Print the records exactly. Every mark must remain.

───── Source data

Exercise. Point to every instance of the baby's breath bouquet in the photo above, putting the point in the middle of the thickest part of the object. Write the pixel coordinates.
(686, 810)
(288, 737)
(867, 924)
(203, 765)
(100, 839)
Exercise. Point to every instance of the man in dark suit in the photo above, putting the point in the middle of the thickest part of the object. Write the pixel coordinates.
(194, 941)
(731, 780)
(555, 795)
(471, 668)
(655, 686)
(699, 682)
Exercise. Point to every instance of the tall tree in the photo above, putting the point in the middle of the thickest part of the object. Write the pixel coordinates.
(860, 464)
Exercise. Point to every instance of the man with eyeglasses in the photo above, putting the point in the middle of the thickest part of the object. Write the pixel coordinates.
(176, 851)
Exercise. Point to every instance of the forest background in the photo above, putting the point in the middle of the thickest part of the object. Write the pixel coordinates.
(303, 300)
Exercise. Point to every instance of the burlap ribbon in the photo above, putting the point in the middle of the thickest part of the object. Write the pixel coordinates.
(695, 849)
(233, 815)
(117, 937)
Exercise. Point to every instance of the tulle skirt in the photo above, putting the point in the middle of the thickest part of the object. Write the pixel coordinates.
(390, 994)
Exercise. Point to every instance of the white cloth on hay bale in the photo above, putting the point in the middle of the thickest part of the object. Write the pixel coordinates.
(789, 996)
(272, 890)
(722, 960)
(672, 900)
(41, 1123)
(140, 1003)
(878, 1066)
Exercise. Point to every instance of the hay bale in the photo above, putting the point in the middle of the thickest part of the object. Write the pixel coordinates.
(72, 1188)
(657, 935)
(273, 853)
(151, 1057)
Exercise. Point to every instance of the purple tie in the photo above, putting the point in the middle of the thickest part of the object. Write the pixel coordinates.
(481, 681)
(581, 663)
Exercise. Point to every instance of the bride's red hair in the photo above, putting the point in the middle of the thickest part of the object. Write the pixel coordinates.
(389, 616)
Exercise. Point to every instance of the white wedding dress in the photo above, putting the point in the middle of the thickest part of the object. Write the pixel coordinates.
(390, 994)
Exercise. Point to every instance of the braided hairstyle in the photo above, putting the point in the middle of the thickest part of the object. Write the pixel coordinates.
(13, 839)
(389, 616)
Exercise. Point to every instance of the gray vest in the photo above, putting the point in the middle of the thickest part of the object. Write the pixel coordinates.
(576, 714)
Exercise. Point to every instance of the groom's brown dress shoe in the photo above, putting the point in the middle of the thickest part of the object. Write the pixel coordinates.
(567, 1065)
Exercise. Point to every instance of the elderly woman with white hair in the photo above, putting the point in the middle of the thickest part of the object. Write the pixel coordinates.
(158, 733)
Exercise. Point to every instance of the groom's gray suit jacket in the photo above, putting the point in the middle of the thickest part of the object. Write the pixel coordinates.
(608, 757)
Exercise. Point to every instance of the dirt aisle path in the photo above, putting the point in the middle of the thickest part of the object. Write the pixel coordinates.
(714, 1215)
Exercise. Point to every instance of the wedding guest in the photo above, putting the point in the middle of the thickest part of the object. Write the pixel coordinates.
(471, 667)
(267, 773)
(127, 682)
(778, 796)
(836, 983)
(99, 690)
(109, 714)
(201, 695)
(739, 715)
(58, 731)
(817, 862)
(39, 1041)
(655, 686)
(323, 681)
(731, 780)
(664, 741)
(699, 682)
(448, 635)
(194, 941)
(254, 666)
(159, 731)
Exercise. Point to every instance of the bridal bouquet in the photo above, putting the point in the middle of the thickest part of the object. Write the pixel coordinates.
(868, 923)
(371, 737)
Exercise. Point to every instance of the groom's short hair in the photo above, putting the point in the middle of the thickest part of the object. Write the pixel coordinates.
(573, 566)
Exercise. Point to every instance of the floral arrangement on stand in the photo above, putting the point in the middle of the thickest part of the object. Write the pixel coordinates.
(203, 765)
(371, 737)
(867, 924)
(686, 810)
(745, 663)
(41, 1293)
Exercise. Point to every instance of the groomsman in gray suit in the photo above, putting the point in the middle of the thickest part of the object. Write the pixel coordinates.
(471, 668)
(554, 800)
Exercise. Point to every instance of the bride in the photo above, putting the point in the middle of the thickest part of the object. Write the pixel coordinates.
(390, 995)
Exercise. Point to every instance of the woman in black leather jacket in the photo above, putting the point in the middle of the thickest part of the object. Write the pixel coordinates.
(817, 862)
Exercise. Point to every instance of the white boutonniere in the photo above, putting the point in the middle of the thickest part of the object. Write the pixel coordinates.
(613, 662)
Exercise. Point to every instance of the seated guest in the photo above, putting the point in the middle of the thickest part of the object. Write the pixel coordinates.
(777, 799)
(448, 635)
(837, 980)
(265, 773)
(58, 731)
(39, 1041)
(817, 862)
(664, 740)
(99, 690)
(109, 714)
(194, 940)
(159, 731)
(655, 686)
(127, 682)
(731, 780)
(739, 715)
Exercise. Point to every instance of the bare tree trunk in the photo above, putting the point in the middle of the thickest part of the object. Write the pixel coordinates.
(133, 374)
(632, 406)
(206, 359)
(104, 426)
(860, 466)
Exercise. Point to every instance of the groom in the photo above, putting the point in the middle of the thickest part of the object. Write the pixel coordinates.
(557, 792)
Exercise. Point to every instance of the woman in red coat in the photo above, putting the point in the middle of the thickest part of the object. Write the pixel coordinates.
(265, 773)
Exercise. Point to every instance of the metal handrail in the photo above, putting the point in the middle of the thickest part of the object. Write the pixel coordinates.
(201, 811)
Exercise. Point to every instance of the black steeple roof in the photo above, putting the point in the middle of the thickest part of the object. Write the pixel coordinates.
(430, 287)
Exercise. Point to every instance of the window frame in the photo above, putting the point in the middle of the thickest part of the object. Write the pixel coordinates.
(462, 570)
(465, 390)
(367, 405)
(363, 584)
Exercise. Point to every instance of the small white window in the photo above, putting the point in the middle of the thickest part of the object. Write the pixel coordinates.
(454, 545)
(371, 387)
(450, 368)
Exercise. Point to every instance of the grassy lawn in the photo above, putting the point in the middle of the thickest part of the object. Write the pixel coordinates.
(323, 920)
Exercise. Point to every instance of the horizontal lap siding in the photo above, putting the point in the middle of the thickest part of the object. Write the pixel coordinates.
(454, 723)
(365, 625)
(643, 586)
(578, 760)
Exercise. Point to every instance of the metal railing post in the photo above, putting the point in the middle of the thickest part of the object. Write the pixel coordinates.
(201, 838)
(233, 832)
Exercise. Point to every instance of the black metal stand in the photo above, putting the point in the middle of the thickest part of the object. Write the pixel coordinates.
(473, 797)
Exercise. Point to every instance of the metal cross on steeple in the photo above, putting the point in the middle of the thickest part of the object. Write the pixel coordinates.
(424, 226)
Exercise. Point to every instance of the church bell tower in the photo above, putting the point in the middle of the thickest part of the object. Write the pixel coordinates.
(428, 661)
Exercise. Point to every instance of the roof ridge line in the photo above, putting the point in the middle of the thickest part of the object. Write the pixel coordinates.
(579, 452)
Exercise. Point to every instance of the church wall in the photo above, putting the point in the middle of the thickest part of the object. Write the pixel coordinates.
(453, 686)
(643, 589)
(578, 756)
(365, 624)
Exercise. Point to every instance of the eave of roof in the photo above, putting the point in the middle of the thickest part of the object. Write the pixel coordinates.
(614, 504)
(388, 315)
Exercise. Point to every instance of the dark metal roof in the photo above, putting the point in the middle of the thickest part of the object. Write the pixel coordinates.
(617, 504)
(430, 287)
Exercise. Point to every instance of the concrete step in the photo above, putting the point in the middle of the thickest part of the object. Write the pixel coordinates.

──────────

The answer:
Exercise. Point to every instance of the baby's breath bouquet in the photo above, putting the point in the middle of the thickest part of the object. Write the pixel coordinates.
(686, 810)
(288, 737)
(867, 924)
(203, 765)
(100, 839)
Exercise. Point to every instance of the man in dark suit in the photo above, putting the point in the middle of the thickest part of the object. Write the pixel coordinates.
(194, 941)
(731, 780)
(555, 795)
(471, 668)
(655, 686)
(699, 682)
Exercise. Point to every instance of the tall tree in the photo above, putting the point in the middle of the thickest part of the object. Write the pixel coordinates.
(860, 464)
Exercise. Point to every instance of the man with eyeglasses in the photo above, putting the point in the middle of the thickest part of the object. Write the pixel coordinates.
(176, 851)
Exercise. Point to every instance of the forest background in the photo above, putting the point in the middle of the thickest part of the object. Write the pixel coordinates.
(303, 300)
Exercise. Point to every instance of the burlap ribbon in the photo above, putting the point in the middle of the thickest part of the object. Write the pixel coordinates.
(695, 849)
(233, 815)
(117, 937)
Exercise. Point to every instance of the tulle skirt in the photo above, putting the point in the middle of the thickest part of the object. Write the pixel coordinates.
(390, 994)
Exercise. Point to every instance of the white cloth on hay bale in the photo above, putting the point in the middle of the thickest part of the object. Write the pixel coordinates.
(789, 996)
(272, 890)
(722, 960)
(672, 900)
(41, 1123)
(140, 1003)
(878, 1066)
Exercise. Point to every instance of the hay bale in the photo above, putting the point in the middle of the thickest part of the object. Write the pixel coordinates.
(72, 1188)
(657, 935)
(273, 853)
(151, 1057)
Exercise. Point to every instance of the purple tie in the photo above, putting the point in the middle of the thickest part of the object. Write the pixel coordinates.
(481, 681)
(581, 663)
Exercise. Point to every instance of the bride's red hair in the photo above, putting the point in the middle of the thickest part of the object. Write the pixel coordinates.
(389, 616)
Exercise. Point to every instance of the white wedding dress in the photo above, putting the point in the middle of the thickest part of the object. Write the pixel coordinates.
(390, 994)
Exercise. Point to every instance of the braided hairstyle in the photo above, putting the point in the middle of the thickest part of the object. Write the pixel coordinates.
(13, 839)
(389, 616)
Exercise. Point to every instance of the gray vest in the photo above, putting the point in the middle of the thickest part of the object. Write the pixel coordinates.
(576, 714)
Exercise. Point to every instance of the groom's brown dress shoe in the photo above, putting the point in the middle of the thickest part of the object. Write the pixel coordinates.
(567, 1065)
Exercise. Point to every instance of the elderly woman with white hair in the photo above, putting the point in the middle of the thickest part of the object. Write the pixel coordinates.
(158, 733)
Exercise. Point to every instance of the groom's gray suit jacket in the photo above, putting the point in the middle of the thickest part of the object. Write the pixel coordinates.
(608, 757)
Exercise. Point to every instance of the dirt aisle path in the photo above, putting the point in the middle of the thickest part of the object. Write the pixel coordinates.
(714, 1215)
Exercise. Point to every instance of the wedding guest in the photo above, putting the point in the middle of the thickest part of the object. Write the pixel coordinates.
(471, 667)
(267, 773)
(127, 682)
(778, 796)
(836, 983)
(99, 690)
(109, 714)
(201, 695)
(739, 715)
(58, 731)
(817, 862)
(39, 1041)
(655, 686)
(323, 681)
(731, 780)
(664, 741)
(699, 682)
(448, 635)
(194, 941)
(254, 666)
(159, 731)
Exercise. Point to every instance of the bridal bouquet in the photo above, putting the point in the middle of the thickest part of the object. Write the pixel coordinates.
(868, 923)
(371, 737)
Exercise. Point to every instance of the groom's short hair in the photo above, putting the point in the middle of the thickest part of the object. Write the pixel coordinates.
(573, 566)
Exercise. Point to every instance of the floral arrangement on stand in the photo above, putting the point in the middle of the thickest part of the object. Write the pixel coordinates.
(203, 765)
(371, 737)
(867, 924)
(686, 810)
(745, 663)
(41, 1293)
Exercise. Point to every instance of the groomsman in gray suit in the photo above, putting the point in the middle of the thickest part of the object. Write the pixel coordinates.
(471, 668)
(554, 800)
Exercise. Point to every instance of the bride in the photo above, putting the point in the middle of the thickest part of the object. Write the pixel coordinates.
(390, 995)
Exercise. Point to every instance of the woman in black leather jacket in the photo above, putting the point in the middle of the thickest part of the object. Write the pixel coordinates.
(817, 862)
Exercise. Point to every instance of the white boutonniere in the photo above, putting the point in the middle of the thickest part of the object. Write the pixel coordinates.
(613, 662)
Exercise. Point to every instance of the seated guest in the photo above, putting the point in the middle of the thickest part of the object. Write the pixel coordinates.
(777, 799)
(448, 635)
(837, 980)
(265, 773)
(58, 731)
(39, 1041)
(817, 862)
(664, 740)
(99, 690)
(109, 714)
(194, 940)
(159, 731)
(655, 686)
(127, 682)
(731, 780)
(739, 715)
Exercise. Point to every instance of the bare tree trunk in the photo above, putting the point in the middle of the thickest part of the object. Write the pixel coordinates.
(133, 374)
(632, 406)
(206, 359)
(104, 426)
(860, 466)
Exercise. Point to every instance of the groom in the photo above, putting the point in the middle of the thickest part of the object. Write the pixel coordinates.
(557, 792)
Exercise. Point to every instance of the woman in red coat in the photo above, putting the point in the middle of the thickest part of the object. Write the pixel coordinates.
(265, 773)
Exercise. Point to every instance of the metal handrail in the photo above, putting the point in the middle of the thickest part of the object. Write the pixel coordinates.
(201, 811)
Exercise. Point to every instance of the black steeple roof in the photo above, putting the point in the middle of the thickest part of the object. Write the pixel coordinates.
(430, 287)
Exercise. Point to every instance of the window frame in the photo above, putting the point in the middle of the thickest part of the object. Write the pixel coordinates.
(462, 570)
(465, 390)
(367, 405)
(363, 584)
Exercise. Point to every instance of the small white window in the photo above, putting the point in the middle of the thickest part of the object. Write the pixel coordinates.
(454, 545)
(371, 387)
(450, 368)
Exercise. Point to every instance of the grassy lawn in the photo above, putting the point in the middle of the thickest part of the object. Write the pixel coordinates.
(323, 920)
Exercise. Point to every instance of the horizontal lap siding in the photo above, putting the point in the middle of the thickest part of the object. Write the pixel coordinates.
(454, 723)
(365, 625)
(643, 586)
(578, 760)
Exercise. Point to every instance of the metal railing post in the photo above, putting the point in the middle of the thickest part of the object. Write the pixel coordinates.
(201, 838)
(233, 832)
Exercise. Point to every instance of the black metal stand in the photo above, putting the point in the middle of the thickest part of the object. Write the pixel coordinates.
(473, 797)
Exercise. Point to every instance of the metal cross on steeple in the photo above, putting the point in the middle of the thickest part of the object. Write the pixel coordinates.
(424, 226)
Exercise. Point to every instance of the church bell tower in the photo above, putting the point in the middle of the thickest part of the object. Write the pixel coordinates.
(428, 661)
Exercise. Point to every instance of the roof ridge line in the photo above, putting the point in the middle of the thickest part of the object. Write the pixel coordinates.
(579, 452)
Exercise. Point to every instance of the church wall in the photo above, putting the point in the middle of the thickest part of the object. Write the pixel coordinates.
(453, 686)
(643, 589)
(578, 756)
(365, 624)
Exercise. Point to every instance of the eave of roof in the photo above, putting the point in the middle of the thickest part of the object. Write the pixel coordinates.
(614, 504)
(388, 315)
Exercise. Point to every instance of the dark metal roof in the photo above, putting the point in the middle of the thickest part of the object. Write the pixel coordinates.
(617, 504)
(430, 287)
Exercise. Point to every instance of the concrete step in the photo above, putting the point in the middle of the thickest part of the object. Write the pixel coordinates.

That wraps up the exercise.